Supplied data below:

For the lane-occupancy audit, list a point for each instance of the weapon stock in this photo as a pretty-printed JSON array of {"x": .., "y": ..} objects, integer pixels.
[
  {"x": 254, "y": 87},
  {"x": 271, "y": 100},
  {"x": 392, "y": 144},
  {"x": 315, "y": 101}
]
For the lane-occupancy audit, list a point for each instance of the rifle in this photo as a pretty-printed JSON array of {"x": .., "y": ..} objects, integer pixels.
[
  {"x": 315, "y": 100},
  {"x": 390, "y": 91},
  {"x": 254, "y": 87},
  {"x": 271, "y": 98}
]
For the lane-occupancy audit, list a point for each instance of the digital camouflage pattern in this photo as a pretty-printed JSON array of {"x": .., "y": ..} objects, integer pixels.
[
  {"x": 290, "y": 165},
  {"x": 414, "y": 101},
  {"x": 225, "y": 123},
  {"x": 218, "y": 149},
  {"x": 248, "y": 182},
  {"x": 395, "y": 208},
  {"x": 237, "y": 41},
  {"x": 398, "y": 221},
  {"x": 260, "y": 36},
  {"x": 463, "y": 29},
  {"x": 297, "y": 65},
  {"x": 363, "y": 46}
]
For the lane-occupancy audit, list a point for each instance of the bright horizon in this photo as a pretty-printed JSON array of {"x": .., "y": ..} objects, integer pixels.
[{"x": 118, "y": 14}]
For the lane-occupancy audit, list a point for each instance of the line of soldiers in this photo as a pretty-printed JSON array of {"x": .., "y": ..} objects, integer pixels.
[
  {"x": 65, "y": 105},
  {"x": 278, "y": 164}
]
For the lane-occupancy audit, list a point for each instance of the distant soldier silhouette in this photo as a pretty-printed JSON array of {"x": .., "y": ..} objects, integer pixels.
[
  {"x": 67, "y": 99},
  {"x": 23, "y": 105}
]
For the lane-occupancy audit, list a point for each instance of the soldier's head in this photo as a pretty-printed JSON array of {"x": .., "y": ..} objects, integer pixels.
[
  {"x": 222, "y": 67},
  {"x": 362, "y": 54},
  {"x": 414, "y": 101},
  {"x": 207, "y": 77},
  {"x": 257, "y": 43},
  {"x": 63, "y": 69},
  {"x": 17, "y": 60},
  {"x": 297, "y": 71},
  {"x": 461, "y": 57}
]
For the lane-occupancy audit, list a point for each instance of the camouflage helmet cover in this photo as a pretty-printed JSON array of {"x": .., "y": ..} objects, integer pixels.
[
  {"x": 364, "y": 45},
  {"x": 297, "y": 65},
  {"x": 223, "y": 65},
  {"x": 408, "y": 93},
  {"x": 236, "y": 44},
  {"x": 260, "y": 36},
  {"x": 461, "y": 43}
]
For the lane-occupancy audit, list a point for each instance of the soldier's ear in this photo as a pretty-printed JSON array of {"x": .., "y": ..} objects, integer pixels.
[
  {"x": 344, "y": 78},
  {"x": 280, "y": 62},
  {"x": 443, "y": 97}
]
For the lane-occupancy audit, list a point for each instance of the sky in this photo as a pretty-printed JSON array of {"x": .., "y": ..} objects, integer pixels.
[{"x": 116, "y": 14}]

End of Supplied data.

*Directions for this task*
Exact copies of all the entries above are to be printed.

*Output for this exercise*
For the lane-occupancy audit, list a point for each instance of the weapon stock in this photo as a pretty-printed JSON array of {"x": .., "y": ..} objects, integer pixels.
[
  {"x": 254, "y": 87},
  {"x": 271, "y": 100},
  {"x": 392, "y": 144},
  {"x": 315, "y": 101}
]
For the lane-occupancy audit, list a point for each instance of the rifle in this photo as a pretty-printed JSON array of {"x": .., "y": ..} objects, integer pixels.
[
  {"x": 315, "y": 100},
  {"x": 390, "y": 91},
  {"x": 254, "y": 87},
  {"x": 271, "y": 98}
]
For the lane-occupancy audit, list a point for each instance of the digital camouflage pattern in this photo as a pretty-printed JSON array of {"x": .., "y": ..} objects, integer pixels.
[
  {"x": 290, "y": 165},
  {"x": 414, "y": 101},
  {"x": 225, "y": 123},
  {"x": 218, "y": 149},
  {"x": 248, "y": 182},
  {"x": 395, "y": 208},
  {"x": 237, "y": 41},
  {"x": 398, "y": 221},
  {"x": 260, "y": 36},
  {"x": 463, "y": 29},
  {"x": 297, "y": 65},
  {"x": 363, "y": 46}
]
For the lane-occupancy audit, list a point for each instance of the bright horizon in this photo as a pretty-printed JSON array of {"x": .., "y": ..} objects, integer pixels.
[{"x": 118, "y": 14}]
For the lane-occupancy audit, list a point for each instance of the line of soldiers in this photo as a pretty-printed JSON array of {"x": .., "y": ..} objects, integer pixels.
[
  {"x": 65, "y": 105},
  {"x": 278, "y": 164}
]
For the lane-occupancy audit, list a point for each instance of the distant soldier silhouette in this photo as a pretty-printed JSON array of {"x": .., "y": ..} objects, integer pixels.
[
  {"x": 67, "y": 99},
  {"x": 23, "y": 105}
]
For the lane-occupancy audit, list a point for each instance of the soldier's head in this photo as a pretty-printed JSON array of {"x": .., "y": ..} objects, integer pixels.
[
  {"x": 222, "y": 67},
  {"x": 362, "y": 54},
  {"x": 414, "y": 101},
  {"x": 207, "y": 77},
  {"x": 257, "y": 43},
  {"x": 63, "y": 69},
  {"x": 17, "y": 60},
  {"x": 297, "y": 71},
  {"x": 461, "y": 57}
]
For the lane-occupancy audit, list a point for each instance of the camouflage helmet cover in this photo as a pretty-printed JSON array of {"x": .., "y": ..} objects, integer pixels.
[
  {"x": 364, "y": 45},
  {"x": 297, "y": 65},
  {"x": 223, "y": 65},
  {"x": 408, "y": 93},
  {"x": 236, "y": 44},
  {"x": 260, "y": 36},
  {"x": 461, "y": 43}
]
For the lane-occupancy audit, list a point for each instance of the soldier's ear in this photo as a pretty-printed JSON array of {"x": .., "y": ..} objects, integer pixels.
[
  {"x": 344, "y": 78},
  {"x": 280, "y": 62},
  {"x": 443, "y": 97}
]
For the lane-occupancy audit, list a point for each instance of the sky in this photo as a pretty-printed JSON array of {"x": .., "y": ..} objects, integer pixels.
[{"x": 116, "y": 14}]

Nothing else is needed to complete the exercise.